* レビュー抜粋:
- - -

ありふれた会話を鮮やかに魅せる軽妙洒脱なテキストは絶品の一言。テンポよく読みやすく、わかりやすく面白く。登場人物にも豊かな彩りを与えています。個別ルートもテキストの妙が手伝い上々なのですが、世界観やファンタジー要素から想起される内容とは大きく異なる代物で、コレジャナイ感を抱く方は少なくないかもしれません。

**ネタバレ注意**
ゲームをクリアした人むけのレビューです。

長文感想

表見だけなら実に凡庸な作品です。平凡なシナリオに平凡なヒロイン、主人公は妙に
ヘタレでグラもスタンダード。フルプライスなのに10時間強とやや短めでエッチも
特筆すべき点はなく。欠点もないが特色もない凡~良作と評されることと思います。
強いて見どころを上げるなら麻里シナリオの変則さでしょうか。

- - -

* データ行:
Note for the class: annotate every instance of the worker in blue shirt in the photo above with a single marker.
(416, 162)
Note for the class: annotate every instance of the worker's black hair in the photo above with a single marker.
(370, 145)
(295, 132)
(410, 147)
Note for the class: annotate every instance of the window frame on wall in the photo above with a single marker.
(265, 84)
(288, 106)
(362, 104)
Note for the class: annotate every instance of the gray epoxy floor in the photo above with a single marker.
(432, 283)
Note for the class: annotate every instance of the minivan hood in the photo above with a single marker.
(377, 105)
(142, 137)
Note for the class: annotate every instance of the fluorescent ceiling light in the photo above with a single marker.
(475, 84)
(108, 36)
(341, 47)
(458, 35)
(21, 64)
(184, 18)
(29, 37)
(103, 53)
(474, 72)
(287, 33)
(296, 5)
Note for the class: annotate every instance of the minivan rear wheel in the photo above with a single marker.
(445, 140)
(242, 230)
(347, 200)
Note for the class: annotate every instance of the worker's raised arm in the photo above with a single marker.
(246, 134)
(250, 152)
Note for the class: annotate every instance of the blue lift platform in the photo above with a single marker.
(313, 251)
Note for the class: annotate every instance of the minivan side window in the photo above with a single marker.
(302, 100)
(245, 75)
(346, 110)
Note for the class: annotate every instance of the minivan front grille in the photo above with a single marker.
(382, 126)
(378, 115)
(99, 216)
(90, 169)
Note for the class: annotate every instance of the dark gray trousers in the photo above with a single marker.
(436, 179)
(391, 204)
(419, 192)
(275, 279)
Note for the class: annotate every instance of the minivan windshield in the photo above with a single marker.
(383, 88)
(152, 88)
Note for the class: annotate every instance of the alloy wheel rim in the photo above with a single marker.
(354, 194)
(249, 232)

- - -

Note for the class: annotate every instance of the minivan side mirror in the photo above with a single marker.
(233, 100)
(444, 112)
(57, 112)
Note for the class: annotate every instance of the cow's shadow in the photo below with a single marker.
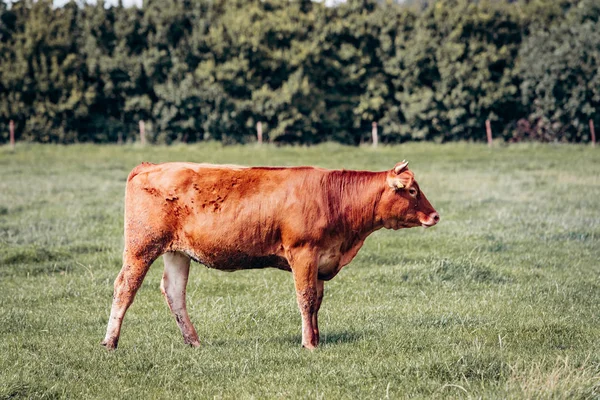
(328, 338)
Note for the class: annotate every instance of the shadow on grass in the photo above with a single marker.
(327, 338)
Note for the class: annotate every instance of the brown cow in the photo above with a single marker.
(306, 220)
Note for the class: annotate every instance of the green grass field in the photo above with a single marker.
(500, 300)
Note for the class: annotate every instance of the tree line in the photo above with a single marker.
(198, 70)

- - -

* 課題 1: このゲームのレビューでは、フルプライスの作品なのにプレイ時間はどれくらいだと書かれていますか。
* 課題 2:
次の (a)〜(c) が、このゲームのレビューの内容と合っているかどうか、それぞれ「はい」か「いいえ」で答えてください。決め手になったレビューの言葉もそのまま引用してください。
(a) テキストはテンポがよく、読みやすいと書かれている。
(b) グラフィックはほかにない独特なものだと書かれている。
(c) 見どころとして麻里シナリオの変則さが挙げられている。
* 課題 3: このゲームのレビューを、最後の文のあとから続けて書いてください。
レコードは使わなくてもかまいません。

* 解答 1: 10時間強です。

* 解答 2:
(a) はい。「テンポよく読みやすく」
(b) いいえ。「ヘタレでグラもスタンダード」
(c) はい。「強いて見どころを上げるなら麻里シナリオの変則さでしょうか」

* 解答 3:
しかしテキストをブロック単位で追っていくと、その評価が誤りであることを実感
させられます。クセもなくわざとらしさもなく、なのに使い古されたも同然の駄洒落や
切り返しで笑いを取っていくテキスト。気付こうとしなければ「見たことある」で
スルーされてしまうような、しかしスマートな魅力を持った作品です。

誰でも思いつくようなネタが多く、単語単位・行単位で拾うと実にありきたりです。
パロディや時事ネタもレパートリーこそ多いものの目新しさはありません。キャラ個性を
使った笑いにも新鮮味はありません。だのに面白いのは、流れの作り方が巧妙だから
でしょう。

本作は時間が地続きではなく、キャラ選択やイベントで数日ジャンプするタイプの進行
です。ゆえに連続性がなくシーンごとに会話が切られているのですが、シーン内の流れは
実にスムーズで無理がありません。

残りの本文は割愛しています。